Vorliegender Text>
──────────────────────────────

Hintergrund der Verordnung: "Der Hund zählt zu den beliebtesten Haustieren in Deutschland. Im Übrigen ist gerade in der bisherigen Corona-Hochphase die Zahl der von Privathaushalten angeschafften Haustiere angestiegen. Der richtige Umgang mit Haustieren, das Wissen darum, ist wichtig", heißt es da. Und weiter: „Haustiere sind keine Kuscheltiere - ihre Bedürfnisse müssen berücksichtigt werden. Es gilt, eine artgerechte Haltung von Hunden sicherzustellen. Etwa, dass sie genug Bewegung bekommen und nicht zu lang allein gelassen werden. Die Anforderungen an ihre Haltung passen wir nun an Empfehlungen von Experten an."

Die Änderungen der Verordnung umfassen im wesentlichen folgende Aspekte:

  • Ein Ausstellungsverbot für Hunde, die Qualzuchtmerkmale aufweisen: Durch das Ausstellungsverbot soll der Zuchtanreiz entfallen, Hunde mit Qualzuchtmerkmalen auszustellen. Gleichzeitig soll verhindert werden, dass die Nachfrage nach diesen Hunden steigt. Zudem ist das Ausstellungsverbot für die Behörden leichter zu überwachen, da die Tiere real sichtbar sind. Eine schwierige Prognose im Hinblick auf die Merkmalsausprägung bei Nachkommen entfällt.
    Mit der Änderung wird verboten, dass Hunde, die erblich bedingt Schmerzen erleiden und Schäden unterliegen, ausgestellt werden oder Ausstellungen mit diesen Hunden organisiert werden. Dazu gehört, dass erblich bedingt Körperteile oder Organe für den artgemäßen Gebrauch fehlen oder untauglich oder umgestaltet sind und hierdurch Schmerzen, Leiden oder Schäden auftreten, mit Leiden verbundene Verhaltensstörungen auftreten, jeder artgemäße Kontakt mit Artgenossen bei ihnen selbst oder einem Artgenossen zu Schmerzen oder vermeidbaren Leiden oder Schäden führt oder die Haltung nur unter Schmerzen oder vermeidbaren Leiden möglich ist oder zu Schäden führt.

──────────────────────────────

Datensätze>
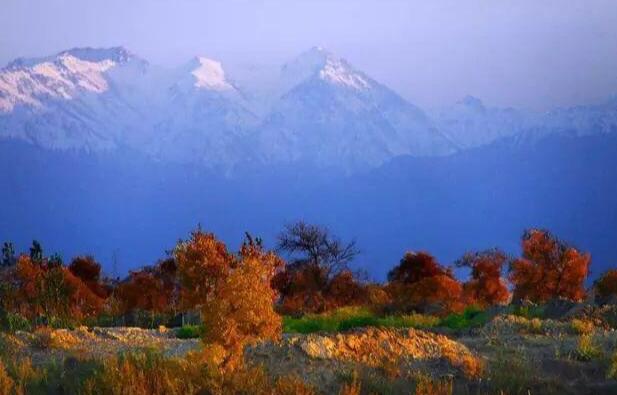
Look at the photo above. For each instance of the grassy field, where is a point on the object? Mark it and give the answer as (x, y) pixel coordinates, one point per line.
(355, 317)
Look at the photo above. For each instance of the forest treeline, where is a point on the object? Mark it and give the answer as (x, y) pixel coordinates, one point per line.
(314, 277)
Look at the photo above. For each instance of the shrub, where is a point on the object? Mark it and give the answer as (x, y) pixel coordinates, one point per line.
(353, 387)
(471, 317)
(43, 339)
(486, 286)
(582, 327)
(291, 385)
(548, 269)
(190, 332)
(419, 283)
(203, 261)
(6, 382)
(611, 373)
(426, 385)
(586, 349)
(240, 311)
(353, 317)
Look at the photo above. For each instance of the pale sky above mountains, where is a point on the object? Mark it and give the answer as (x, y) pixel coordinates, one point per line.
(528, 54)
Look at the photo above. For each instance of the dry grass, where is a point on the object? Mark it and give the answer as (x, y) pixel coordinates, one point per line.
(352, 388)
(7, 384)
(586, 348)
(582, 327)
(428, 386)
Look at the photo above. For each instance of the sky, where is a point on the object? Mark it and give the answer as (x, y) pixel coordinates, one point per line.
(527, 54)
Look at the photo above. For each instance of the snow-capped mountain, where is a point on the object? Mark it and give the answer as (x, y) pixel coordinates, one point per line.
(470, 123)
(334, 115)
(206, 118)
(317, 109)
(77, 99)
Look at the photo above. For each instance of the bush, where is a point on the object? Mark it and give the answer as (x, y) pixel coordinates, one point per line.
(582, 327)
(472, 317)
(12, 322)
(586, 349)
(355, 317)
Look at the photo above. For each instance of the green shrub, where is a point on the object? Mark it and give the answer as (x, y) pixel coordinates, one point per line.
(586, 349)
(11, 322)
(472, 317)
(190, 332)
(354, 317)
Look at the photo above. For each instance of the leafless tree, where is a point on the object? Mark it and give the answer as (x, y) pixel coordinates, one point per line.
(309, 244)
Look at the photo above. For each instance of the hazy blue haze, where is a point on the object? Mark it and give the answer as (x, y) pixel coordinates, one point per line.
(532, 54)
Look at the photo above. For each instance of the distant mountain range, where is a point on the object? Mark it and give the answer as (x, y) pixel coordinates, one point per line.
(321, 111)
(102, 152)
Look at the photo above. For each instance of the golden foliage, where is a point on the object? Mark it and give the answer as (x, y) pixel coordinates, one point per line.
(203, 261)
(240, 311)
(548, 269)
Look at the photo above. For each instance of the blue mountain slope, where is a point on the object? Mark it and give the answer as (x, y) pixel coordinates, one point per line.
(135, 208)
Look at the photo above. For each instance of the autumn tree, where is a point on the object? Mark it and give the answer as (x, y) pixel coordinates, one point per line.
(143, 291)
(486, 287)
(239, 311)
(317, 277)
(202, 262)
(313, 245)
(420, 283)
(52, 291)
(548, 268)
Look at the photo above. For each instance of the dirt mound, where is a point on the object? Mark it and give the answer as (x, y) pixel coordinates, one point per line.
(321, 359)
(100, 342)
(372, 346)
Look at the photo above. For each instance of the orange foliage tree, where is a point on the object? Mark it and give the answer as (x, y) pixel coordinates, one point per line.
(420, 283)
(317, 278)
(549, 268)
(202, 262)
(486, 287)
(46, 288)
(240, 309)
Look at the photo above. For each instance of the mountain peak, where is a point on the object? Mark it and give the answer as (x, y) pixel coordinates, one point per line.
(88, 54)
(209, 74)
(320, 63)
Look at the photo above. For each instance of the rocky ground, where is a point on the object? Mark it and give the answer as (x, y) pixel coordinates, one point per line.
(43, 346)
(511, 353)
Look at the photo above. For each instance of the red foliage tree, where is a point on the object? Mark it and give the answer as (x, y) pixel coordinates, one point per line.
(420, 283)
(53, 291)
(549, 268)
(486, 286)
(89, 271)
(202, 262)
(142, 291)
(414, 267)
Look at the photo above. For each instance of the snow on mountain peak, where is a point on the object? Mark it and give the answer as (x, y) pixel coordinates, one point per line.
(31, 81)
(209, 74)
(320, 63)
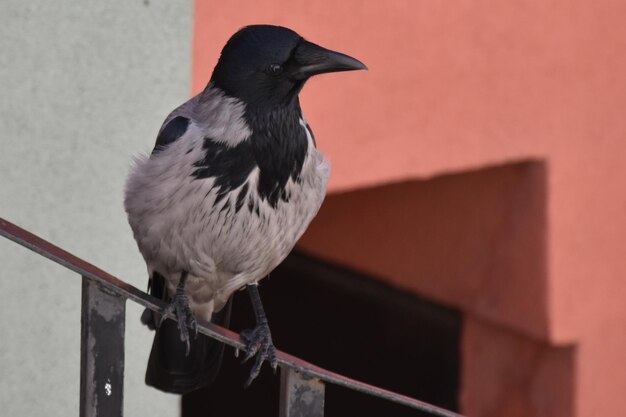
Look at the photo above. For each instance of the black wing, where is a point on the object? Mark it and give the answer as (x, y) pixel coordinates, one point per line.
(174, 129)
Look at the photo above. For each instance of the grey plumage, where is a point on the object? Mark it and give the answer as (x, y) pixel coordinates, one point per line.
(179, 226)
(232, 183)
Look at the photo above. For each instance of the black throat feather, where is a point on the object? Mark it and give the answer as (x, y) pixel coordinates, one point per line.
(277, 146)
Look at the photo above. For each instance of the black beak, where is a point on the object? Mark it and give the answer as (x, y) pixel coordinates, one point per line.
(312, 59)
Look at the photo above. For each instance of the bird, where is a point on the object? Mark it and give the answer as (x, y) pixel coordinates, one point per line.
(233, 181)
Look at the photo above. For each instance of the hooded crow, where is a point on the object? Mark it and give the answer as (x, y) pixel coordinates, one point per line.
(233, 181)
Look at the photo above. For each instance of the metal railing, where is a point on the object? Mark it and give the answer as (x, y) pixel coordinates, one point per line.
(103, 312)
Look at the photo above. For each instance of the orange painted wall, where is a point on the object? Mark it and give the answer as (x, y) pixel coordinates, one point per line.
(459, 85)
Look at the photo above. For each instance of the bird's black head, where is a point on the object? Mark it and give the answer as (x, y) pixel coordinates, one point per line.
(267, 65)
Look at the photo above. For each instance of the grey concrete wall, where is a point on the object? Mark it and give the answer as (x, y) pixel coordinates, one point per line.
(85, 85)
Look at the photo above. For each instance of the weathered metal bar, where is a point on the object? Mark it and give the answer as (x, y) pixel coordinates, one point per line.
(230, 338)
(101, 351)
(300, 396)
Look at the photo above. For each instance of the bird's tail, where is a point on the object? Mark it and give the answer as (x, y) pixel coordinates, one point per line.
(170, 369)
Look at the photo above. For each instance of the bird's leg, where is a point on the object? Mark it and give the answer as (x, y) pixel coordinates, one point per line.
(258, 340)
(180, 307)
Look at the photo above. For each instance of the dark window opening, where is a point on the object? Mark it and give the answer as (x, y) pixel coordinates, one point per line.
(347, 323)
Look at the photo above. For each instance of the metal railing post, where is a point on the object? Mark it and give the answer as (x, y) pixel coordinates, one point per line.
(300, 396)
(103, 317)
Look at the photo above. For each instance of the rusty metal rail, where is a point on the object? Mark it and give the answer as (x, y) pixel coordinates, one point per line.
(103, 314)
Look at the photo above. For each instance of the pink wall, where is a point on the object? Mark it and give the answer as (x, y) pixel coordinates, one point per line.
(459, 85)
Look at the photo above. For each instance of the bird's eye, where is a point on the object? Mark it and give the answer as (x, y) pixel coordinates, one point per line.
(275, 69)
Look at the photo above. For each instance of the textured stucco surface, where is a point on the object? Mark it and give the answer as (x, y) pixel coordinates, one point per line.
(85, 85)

──────────────────────────────

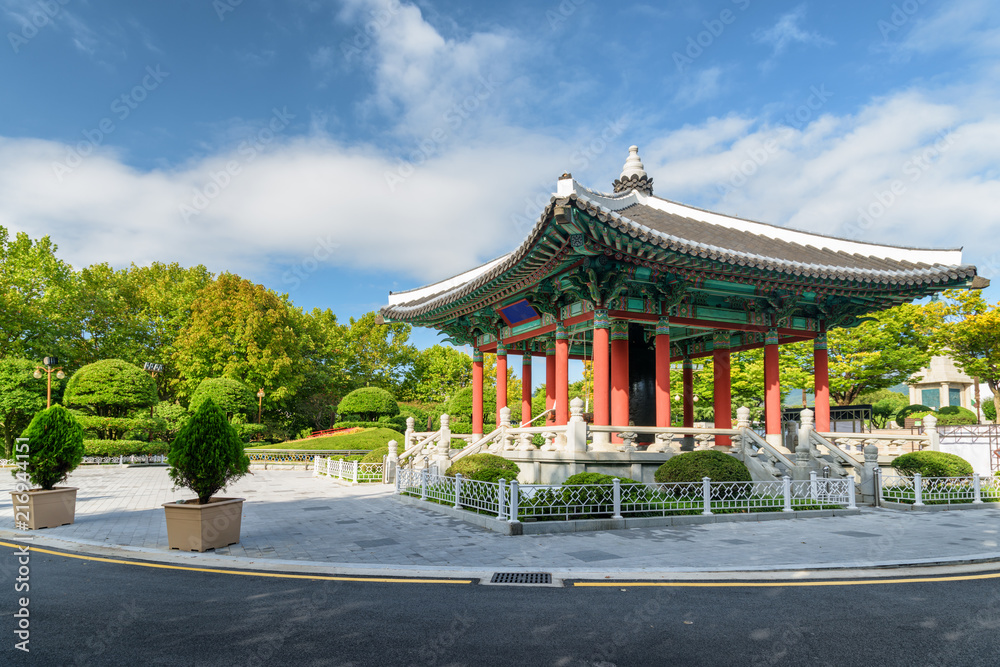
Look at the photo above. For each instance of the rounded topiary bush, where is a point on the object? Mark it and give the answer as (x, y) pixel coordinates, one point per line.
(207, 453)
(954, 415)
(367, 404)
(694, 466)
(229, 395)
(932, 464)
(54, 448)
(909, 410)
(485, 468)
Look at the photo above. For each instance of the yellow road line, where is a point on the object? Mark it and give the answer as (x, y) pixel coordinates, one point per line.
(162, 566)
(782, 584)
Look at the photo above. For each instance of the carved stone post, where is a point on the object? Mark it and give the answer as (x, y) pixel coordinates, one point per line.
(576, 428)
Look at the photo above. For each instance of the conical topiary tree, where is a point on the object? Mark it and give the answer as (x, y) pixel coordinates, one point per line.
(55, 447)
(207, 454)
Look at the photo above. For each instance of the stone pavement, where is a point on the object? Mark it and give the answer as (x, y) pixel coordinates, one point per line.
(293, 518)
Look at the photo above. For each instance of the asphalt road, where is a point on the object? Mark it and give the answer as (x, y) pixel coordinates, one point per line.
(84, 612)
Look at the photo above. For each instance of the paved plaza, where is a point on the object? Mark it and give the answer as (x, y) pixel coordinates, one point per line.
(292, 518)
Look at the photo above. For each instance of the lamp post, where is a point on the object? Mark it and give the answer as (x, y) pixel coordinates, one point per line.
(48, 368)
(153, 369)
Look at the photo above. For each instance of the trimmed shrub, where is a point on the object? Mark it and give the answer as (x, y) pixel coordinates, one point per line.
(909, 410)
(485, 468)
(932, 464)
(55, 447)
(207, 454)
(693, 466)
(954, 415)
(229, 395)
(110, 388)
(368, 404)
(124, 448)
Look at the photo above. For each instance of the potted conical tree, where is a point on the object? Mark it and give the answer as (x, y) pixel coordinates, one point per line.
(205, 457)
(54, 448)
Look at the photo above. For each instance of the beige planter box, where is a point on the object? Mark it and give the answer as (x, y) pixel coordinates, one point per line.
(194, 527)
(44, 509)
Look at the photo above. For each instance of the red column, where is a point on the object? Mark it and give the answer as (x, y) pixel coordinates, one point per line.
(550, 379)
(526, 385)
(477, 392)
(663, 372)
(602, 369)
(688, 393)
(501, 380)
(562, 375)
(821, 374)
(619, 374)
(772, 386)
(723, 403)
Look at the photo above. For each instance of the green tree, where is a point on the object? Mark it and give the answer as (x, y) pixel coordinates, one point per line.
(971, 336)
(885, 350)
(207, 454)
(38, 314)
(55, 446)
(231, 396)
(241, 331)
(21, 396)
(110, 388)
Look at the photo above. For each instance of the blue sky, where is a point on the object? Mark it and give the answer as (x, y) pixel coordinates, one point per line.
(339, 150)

──────────────────────────────

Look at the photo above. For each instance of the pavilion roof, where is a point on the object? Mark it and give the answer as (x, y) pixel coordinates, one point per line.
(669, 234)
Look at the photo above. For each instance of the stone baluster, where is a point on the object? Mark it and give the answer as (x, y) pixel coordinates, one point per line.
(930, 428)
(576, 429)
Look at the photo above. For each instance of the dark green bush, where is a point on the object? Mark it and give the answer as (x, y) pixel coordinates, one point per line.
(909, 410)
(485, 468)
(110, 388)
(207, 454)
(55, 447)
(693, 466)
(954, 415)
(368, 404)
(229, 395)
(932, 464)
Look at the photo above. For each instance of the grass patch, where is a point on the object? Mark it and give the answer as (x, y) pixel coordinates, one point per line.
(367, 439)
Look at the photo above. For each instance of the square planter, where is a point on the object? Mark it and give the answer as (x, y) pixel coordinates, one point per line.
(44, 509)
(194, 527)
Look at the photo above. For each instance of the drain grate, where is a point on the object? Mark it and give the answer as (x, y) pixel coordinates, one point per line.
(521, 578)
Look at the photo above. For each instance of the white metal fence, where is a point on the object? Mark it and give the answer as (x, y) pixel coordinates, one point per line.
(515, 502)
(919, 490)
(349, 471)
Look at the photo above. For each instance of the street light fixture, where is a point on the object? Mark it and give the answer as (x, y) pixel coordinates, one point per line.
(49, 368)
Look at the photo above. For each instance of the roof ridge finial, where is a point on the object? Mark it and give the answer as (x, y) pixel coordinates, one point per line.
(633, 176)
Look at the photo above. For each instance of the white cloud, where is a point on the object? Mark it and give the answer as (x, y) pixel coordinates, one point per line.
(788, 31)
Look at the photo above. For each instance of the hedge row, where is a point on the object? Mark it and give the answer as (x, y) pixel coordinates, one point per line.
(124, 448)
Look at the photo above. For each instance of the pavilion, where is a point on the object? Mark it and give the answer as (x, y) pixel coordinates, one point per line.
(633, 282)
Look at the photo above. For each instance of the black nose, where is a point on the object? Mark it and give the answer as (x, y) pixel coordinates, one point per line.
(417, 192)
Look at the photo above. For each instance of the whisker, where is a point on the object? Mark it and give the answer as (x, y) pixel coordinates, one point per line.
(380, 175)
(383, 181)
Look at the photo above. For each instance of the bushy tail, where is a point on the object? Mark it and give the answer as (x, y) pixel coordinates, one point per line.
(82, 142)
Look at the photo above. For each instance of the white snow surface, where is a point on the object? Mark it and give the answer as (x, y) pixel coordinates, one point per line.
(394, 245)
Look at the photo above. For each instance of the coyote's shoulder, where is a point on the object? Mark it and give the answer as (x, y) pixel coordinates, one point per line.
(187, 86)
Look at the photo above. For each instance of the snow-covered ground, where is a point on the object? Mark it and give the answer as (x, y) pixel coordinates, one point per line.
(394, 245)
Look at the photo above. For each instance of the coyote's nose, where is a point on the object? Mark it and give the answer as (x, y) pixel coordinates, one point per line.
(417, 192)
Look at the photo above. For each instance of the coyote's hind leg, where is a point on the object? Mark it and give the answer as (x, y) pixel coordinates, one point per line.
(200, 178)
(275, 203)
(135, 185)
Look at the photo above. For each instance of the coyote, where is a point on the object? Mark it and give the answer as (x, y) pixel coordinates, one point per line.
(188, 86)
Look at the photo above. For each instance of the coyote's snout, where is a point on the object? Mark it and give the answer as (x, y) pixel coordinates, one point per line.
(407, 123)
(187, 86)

──────────────────────────────

Aufgaben im Überblick>
**1.** Prüfen Sie, ob die folgenden Aussagen (a), (b) und (c) mit dem Text zur Hundeverordnung übereinstimmen, und belegen Sie jedes Ja oder Nein mit den entscheidenden Worten des Textes als wörtlichem Zitat. (a) In der bisherigen Corona-Hochphase haben Privathaushalte mehr Haustiere angeschafft. (b) Das Ausstellungsverbot ist für die Behörden schwerer zu überwachen. (c) Die Anforderungen an die Hundehaltung werden an Empfehlungen von Experten angepasst.
**2.** Schreiben Sie aus dem Text zur Hundeverordnung den Abschnitt genau ab, der mit den Worten „Die Änderungen der“ einsetzt und mit „bei Nachkommen entfällt.“ schließt.

Die Lösungen>
**1.**
(a) Ja: „Im Übrigen ist gerade in der bisherigen Corona-Hochphase die Zahl der von Privathaushalten angeschafften Haustiere angestiegen.“
(b) Nein: „Zudem ist das Ausstellungsverbot für die Behörden leichter zu überwachen, da die Tiere real sichtbar sind.“
(c) Ja: „Die Anforderungen an ihre Haltung passen wir nun an Empfehlungen von Experten an.“

**2.**
Die Änderungen der Verordnung umfassen im wesentlichen folgende Aspekte:

  • Ein Ausstellungsverbot für Hunde, die Qualzuchtmerkmale aufweisen: Durch das Ausstellungsverbot soll der Zuchtanreiz entfallen, Hunde mit Qualzuchtmerkmalen auszustellen. Gleichzeitig soll verhindert werden, dass die Nachfrage nach diesen Hunden steigt. Zudem ist das Ausstellungsverbot für die Behörden leichter zu überwachen, da die Tiere real sichtbar sind. Eine schwierige Prognose im Hinblick auf die Merkmalsausprägung bei Nachkommen entfällt.